* [What the task requires]: From the first entry to the last, restate everything word for word and exclude pictures.

* [Data supplied]:

⟨

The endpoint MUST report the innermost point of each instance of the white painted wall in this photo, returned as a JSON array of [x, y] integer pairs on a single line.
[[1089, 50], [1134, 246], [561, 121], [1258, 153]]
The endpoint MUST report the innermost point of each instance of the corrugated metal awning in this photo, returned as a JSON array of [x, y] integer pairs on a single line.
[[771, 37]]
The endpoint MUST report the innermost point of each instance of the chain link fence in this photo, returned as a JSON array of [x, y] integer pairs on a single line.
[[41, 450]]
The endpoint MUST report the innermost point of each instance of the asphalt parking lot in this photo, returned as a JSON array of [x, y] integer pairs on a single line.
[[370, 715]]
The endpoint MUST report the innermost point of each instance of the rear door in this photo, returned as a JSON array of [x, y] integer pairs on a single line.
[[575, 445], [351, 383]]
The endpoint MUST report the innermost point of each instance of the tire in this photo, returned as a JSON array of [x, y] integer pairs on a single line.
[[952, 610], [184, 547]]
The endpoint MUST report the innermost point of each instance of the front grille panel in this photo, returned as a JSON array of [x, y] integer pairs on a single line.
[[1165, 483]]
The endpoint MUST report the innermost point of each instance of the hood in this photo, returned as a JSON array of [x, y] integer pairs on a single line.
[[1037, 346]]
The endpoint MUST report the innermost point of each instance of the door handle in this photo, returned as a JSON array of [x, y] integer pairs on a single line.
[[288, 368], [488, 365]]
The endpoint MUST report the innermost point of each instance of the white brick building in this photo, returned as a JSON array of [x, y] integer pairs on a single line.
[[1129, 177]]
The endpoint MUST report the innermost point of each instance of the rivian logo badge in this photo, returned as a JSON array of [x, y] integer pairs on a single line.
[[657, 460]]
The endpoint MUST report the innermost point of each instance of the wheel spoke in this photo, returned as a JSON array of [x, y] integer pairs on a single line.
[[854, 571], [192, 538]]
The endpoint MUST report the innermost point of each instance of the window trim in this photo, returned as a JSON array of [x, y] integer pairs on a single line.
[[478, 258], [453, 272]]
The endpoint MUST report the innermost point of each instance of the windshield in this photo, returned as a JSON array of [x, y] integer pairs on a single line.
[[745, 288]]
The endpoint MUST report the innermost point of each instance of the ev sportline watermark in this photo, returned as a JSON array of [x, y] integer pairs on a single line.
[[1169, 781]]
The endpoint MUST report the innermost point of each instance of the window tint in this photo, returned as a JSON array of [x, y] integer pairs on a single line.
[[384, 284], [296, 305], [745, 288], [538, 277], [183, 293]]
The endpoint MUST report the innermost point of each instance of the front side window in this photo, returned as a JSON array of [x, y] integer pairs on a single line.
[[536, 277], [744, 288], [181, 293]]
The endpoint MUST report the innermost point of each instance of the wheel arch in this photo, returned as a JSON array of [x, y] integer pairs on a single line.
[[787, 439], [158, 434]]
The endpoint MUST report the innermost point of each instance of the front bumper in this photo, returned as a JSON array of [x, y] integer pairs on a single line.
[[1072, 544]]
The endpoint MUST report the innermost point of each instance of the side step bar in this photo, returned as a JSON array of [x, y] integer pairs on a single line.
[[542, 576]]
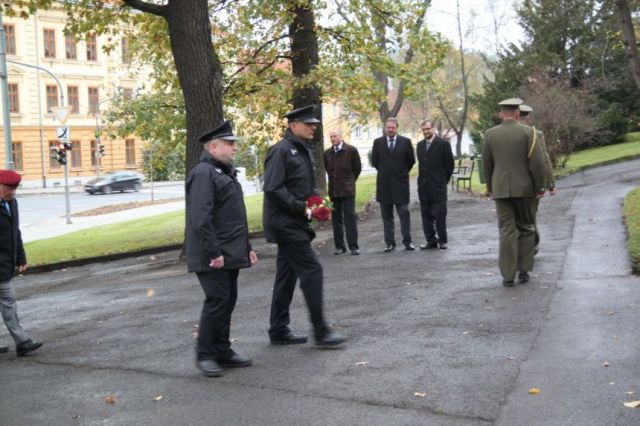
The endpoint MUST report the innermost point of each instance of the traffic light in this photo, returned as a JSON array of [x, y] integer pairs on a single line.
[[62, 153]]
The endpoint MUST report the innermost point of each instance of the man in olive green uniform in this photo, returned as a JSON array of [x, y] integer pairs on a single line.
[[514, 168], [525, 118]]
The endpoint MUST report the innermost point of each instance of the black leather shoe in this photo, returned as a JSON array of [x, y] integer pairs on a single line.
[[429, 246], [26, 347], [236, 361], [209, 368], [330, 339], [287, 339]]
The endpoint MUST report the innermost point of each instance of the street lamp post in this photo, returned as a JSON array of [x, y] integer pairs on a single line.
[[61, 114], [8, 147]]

⟩

* [Your solution]:
The endpoint MUST report the innermost point of each instance of the white painted wall in this photo, returned as a JSON array of [x, y] integer pairs on a single line.
[[1089, 50], [1134, 246], [561, 121], [1258, 153]]
The endpoint MUST report the innermost point of each instance of the corrugated metal awning in this photo, returned as a JSON array of [x, y] integer pairs on a single line.
[[771, 37]]
The endpoint MUST report the innermost point of each instance of the chain link fence in this photo, returned as a JSON array of [x, y] integer pairs on a single line.
[[41, 450]]
The endpoint MUST report the innermost point of each instance of the asphalt parking lot in this photo, returned as a JSON array of [x, y] integer pairs on a single line.
[[370, 715]]
The endpoint MUST report the innermost point of each instance of the rear door in this photo, returned as a JSON array of [x, y] integer pairs on a single line.
[[575, 445], [351, 383]]
The endpoint MUST report the innermost point of each instance of the tire in this photo, returned as a JSON array of [x, y] integer pairs on a single line.
[[952, 610], [184, 547]]
The endpoint MUST report the innermost point of each instance of the front grille panel in this photo, returned as a JSON array of [x, y] integer pairs on a single line.
[[1165, 483]]
The endpoint MUST report the innermost point of each instance of the hood in this photo, returned as a JSON array of [x, y] integer pairs on a single line.
[[1037, 346]]
The endpoint MUST report the innermost point of each instance of the door handle in this photo, returned as a JSON array of [x, y] integer pairs on a single line.
[[288, 368], [488, 365]]
The endpoint MUST report the innermost point of each instance of the white brick building in this photo, returned as a JSON array of [x, y] integer pairs on a single line.
[[1129, 177]]
The endpoint MUST report the innermost point of each instance of the rivian logo badge in this photo, returned as a JSON array of [x, y] integer pairs on a single line.
[[657, 460]]
The endpoint MUST report the innermost point of each instance of the wheel spoke in this photo, returned as a JSON array of [x, y] integer pairs on a single line.
[[854, 571], [192, 538]]
The endpoint MUST report the innermost point of each instance of the window trim in this photo, returned as a JSON array of [x, y] integer pairs on a single line.
[[478, 258], [453, 272]]
The endpoint MUST report the innermost point of each instance of the windshield in this photo, returned as a JSON array of [x, y] integer pairs on a single line.
[[745, 288]]
The endpoint MUST report the innermost point of each instance of the ev sportline watermark in this photo, returned as a JSON array of [x, y] integer pairs on a single line.
[[1169, 781]]
The endpoint MUST report the innermost point of each instance of the window tint in this photo, returned as a JSON array of [x, y] integer pairs on a single line.
[[384, 284], [296, 305], [745, 288], [538, 277], [183, 293]]
The endpoint MUST report the innermost point of each instance of the front side window in this photo, returned as a JSON array of [x, y] integer pairs on a single line.
[[536, 277], [744, 288], [181, 293]]
The endpoint MUST report the innermost point of each instance of the wheel arch in this photo, returned as a JSON array of [x, y] integer pairs on a single line.
[[787, 439], [158, 434]]
The endpoint MUST report the innermost point of each instance of the front bumper in this photo, returned as a JSON array of [x, y] integer pairs on a single line.
[[1072, 544]]
The endpoint MUST report the innermost point of each instance of the side step bar in this photo, returned as a JSON array of [x, y] integer pairs on a single line.
[[542, 576]]
The endpoint MUST report the innermost point of each instance of the traffic light in this photo, returned as a JSON array of [x, y] integer pairs on a single line.
[[62, 153]]
The endpoint MUST report the innermost point of each instance of the man in olive green uniform in this photo, returned as a JSON array of [x, y] integer pairs on a single line.
[[514, 168], [525, 118]]
The endpoint MUST report the innermost point of each instance of the black leather shoe in this photo, returned as a JSON array of [x, y] integer pairs on a single line.
[[429, 246], [26, 347], [236, 361], [209, 368], [330, 339], [287, 339]]
The endpoint MUST report the innermost point of each instance of the street lamp post in this photo, returned as a JSON array of [x, y] integer pairs on a single line.
[[61, 114], [8, 147]]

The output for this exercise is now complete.